Task inputs
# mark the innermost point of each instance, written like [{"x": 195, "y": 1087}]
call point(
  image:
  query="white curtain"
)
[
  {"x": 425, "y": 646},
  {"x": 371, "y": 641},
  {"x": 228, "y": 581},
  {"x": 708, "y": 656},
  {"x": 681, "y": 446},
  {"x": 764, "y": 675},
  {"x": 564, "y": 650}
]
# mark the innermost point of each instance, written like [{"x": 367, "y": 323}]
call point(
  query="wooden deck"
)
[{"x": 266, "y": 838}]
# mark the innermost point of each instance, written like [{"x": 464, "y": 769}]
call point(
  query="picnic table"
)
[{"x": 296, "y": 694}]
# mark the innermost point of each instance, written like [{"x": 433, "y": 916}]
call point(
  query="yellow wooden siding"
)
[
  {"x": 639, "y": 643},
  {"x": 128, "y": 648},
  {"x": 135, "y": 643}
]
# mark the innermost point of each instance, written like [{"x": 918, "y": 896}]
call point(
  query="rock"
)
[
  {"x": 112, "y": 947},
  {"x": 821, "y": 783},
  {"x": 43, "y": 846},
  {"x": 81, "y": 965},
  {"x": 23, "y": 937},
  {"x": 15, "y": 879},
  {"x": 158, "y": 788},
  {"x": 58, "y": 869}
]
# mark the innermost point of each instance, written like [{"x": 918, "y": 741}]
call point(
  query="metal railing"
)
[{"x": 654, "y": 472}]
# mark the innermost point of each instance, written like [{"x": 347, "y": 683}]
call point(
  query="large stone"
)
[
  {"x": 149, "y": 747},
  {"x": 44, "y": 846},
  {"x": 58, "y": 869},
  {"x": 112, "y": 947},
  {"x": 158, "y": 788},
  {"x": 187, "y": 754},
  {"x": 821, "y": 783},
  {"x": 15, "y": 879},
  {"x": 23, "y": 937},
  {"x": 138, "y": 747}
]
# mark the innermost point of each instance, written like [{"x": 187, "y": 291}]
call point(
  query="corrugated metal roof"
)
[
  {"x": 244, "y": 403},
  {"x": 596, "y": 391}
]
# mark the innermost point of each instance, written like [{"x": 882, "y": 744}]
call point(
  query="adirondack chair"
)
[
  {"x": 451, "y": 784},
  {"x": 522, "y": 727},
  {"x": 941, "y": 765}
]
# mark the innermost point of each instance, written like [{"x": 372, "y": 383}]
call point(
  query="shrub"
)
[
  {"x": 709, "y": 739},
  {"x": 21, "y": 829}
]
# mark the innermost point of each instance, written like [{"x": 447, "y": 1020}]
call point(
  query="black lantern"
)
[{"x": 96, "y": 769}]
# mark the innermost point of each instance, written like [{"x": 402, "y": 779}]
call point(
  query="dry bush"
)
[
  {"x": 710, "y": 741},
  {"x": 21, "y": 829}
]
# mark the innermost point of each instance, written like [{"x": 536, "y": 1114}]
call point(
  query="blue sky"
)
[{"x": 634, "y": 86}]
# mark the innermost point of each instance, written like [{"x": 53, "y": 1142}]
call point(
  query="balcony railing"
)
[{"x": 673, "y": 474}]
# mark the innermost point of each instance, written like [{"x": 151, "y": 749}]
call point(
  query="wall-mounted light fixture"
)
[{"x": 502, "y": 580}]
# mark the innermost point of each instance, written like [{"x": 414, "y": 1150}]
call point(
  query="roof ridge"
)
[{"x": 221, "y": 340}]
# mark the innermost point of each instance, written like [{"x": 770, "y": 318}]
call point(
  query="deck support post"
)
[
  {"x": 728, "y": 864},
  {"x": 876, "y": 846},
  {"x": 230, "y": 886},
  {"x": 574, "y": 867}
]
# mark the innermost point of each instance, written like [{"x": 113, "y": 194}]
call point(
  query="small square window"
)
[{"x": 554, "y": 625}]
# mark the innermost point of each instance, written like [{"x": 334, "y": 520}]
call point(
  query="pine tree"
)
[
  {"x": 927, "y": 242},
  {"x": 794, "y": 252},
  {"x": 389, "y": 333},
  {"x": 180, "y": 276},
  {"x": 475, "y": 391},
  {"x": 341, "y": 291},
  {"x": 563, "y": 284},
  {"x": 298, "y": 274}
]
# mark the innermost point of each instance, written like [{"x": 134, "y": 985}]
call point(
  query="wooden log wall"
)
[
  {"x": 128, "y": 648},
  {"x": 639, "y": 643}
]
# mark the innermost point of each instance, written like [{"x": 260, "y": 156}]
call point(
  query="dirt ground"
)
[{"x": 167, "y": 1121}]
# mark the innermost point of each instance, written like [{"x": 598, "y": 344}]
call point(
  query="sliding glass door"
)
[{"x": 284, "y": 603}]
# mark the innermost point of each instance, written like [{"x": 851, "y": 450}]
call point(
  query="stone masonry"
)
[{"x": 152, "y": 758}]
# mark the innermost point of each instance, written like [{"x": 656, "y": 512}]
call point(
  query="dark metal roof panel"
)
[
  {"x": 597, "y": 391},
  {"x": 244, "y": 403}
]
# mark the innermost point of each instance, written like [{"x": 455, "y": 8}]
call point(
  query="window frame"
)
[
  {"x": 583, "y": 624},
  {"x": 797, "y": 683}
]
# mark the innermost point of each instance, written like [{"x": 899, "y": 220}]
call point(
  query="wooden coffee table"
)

What you need to do
Go through the records above and retype each one exactly.

Final result
# mark the innermost point of each instance, written like [{"x": 195, "y": 1087}]
call point(
  image:
  query="white curtain"
)
[
  {"x": 425, "y": 646},
  {"x": 371, "y": 641},
  {"x": 228, "y": 581},
  {"x": 708, "y": 656},
  {"x": 681, "y": 446},
  {"x": 764, "y": 675},
  {"x": 564, "y": 650}
]
# mark the innermost point of each instance, written like [{"x": 367, "y": 323}]
call point(
  query="wooden deck"
)
[{"x": 266, "y": 838}]
# mark the innermost point of each instance, written like [{"x": 464, "y": 769}]
call point(
  query="picnic table"
)
[{"x": 296, "y": 694}]
# mark the innermost point of each instance, written like [{"x": 433, "y": 916}]
call point(
  query="yellow wooden siding"
)
[
  {"x": 639, "y": 643},
  {"x": 128, "y": 648},
  {"x": 135, "y": 643}
]
# mark the innermost point of each instance, written like [{"x": 918, "y": 896}]
call point(
  query="rock"
)
[
  {"x": 112, "y": 947},
  {"x": 821, "y": 783},
  {"x": 43, "y": 846},
  {"x": 81, "y": 965},
  {"x": 23, "y": 937},
  {"x": 15, "y": 879},
  {"x": 158, "y": 788},
  {"x": 58, "y": 869}
]
# mark the innermost point of each instance, written like [{"x": 918, "y": 741}]
call point(
  query="metal railing"
)
[{"x": 654, "y": 472}]
# mark the innermost point of each instance, written like [{"x": 347, "y": 683}]
call point(
  query="large stone"
)
[
  {"x": 149, "y": 747},
  {"x": 44, "y": 846},
  {"x": 58, "y": 869},
  {"x": 112, "y": 947},
  {"x": 158, "y": 788},
  {"x": 187, "y": 754},
  {"x": 821, "y": 783},
  {"x": 15, "y": 879},
  {"x": 23, "y": 937},
  {"x": 138, "y": 747}
]
# mark the innermost point of each instance, written like [{"x": 187, "y": 291}]
call point(
  query="corrugated metal roof"
)
[
  {"x": 244, "y": 403},
  {"x": 596, "y": 391}
]
# mark the innermost point of each instance, written like [{"x": 882, "y": 744}]
call point(
  query="adirondack chair"
)
[
  {"x": 451, "y": 784},
  {"x": 522, "y": 727},
  {"x": 941, "y": 765}
]
# mark the innermost point of each instance, written like [{"x": 372, "y": 383}]
call point(
  query="shrub"
)
[
  {"x": 709, "y": 739},
  {"x": 21, "y": 829}
]
# mark the innermost point of each instance, written like [{"x": 447, "y": 1020}]
call point(
  query="black lantern"
)
[{"x": 96, "y": 769}]
# mark the innermost point of each instance, written like [{"x": 402, "y": 779}]
call point(
  query="dry bush"
)
[
  {"x": 710, "y": 741},
  {"x": 21, "y": 829}
]
# mark the innermost point of each instance, written like [{"x": 536, "y": 1114}]
call point(
  query="blue sky"
)
[{"x": 634, "y": 86}]
# mark the innermost point of each instance, written like [{"x": 53, "y": 1142}]
call point(
  query="balcony railing"
)
[{"x": 673, "y": 474}]
# mark the innermost point of each instance, written like [{"x": 151, "y": 749}]
call point(
  query="wall-mounted light fixture"
)
[{"x": 502, "y": 580}]
# mark the innermost point of each instance, written like [{"x": 414, "y": 1150}]
call point(
  query="roof ridge"
)
[{"x": 221, "y": 340}]
# mark the innermost point of each instance, written like [{"x": 770, "y": 318}]
call point(
  query="deck support post"
)
[
  {"x": 728, "y": 864},
  {"x": 876, "y": 846},
  {"x": 230, "y": 886},
  {"x": 574, "y": 867}
]
# mark the innermost point of each instance, written like [{"x": 113, "y": 194}]
call point(
  query="small square window"
)
[{"x": 554, "y": 625}]
# mark the innermost point of each instance, written like [{"x": 334, "y": 520}]
call point(
  query="pine tree"
)
[
  {"x": 927, "y": 242},
  {"x": 794, "y": 252},
  {"x": 389, "y": 333},
  {"x": 180, "y": 276},
  {"x": 475, "y": 391},
  {"x": 341, "y": 291},
  {"x": 563, "y": 284},
  {"x": 298, "y": 274}
]
# mark the innermost point of each instance, written like [{"x": 134, "y": 985}]
call point(
  query="wooden log wall"
)
[
  {"x": 128, "y": 648},
  {"x": 639, "y": 643}
]
# mark the innermost point of each instance, written like [{"x": 260, "y": 156}]
call point(
  query="dirt ground"
)
[{"x": 167, "y": 1121}]
# mark the innermost point of each instance, written like [{"x": 598, "y": 344}]
call point(
  query="sliding glass door"
)
[{"x": 284, "y": 603}]
# mark the innermost point of each instance, written like [{"x": 851, "y": 450}]
call point(
  query="stone masonry"
)
[{"x": 152, "y": 758}]
# mark the innermost point of each instance, written like [{"x": 656, "y": 512}]
call point(
  query="dark metal roof panel"
)
[
  {"x": 597, "y": 391},
  {"x": 244, "y": 403}
]
# mark the innermost point of each instance, written like [{"x": 455, "y": 8}]
call point(
  query="window frame"
)
[
  {"x": 583, "y": 624},
  {"x": 797, "y": 683}
]
# mark the innermost point of each instance, written like [{"x": 899, "y": 220}]
call point(
  query="wooden coffee table"
)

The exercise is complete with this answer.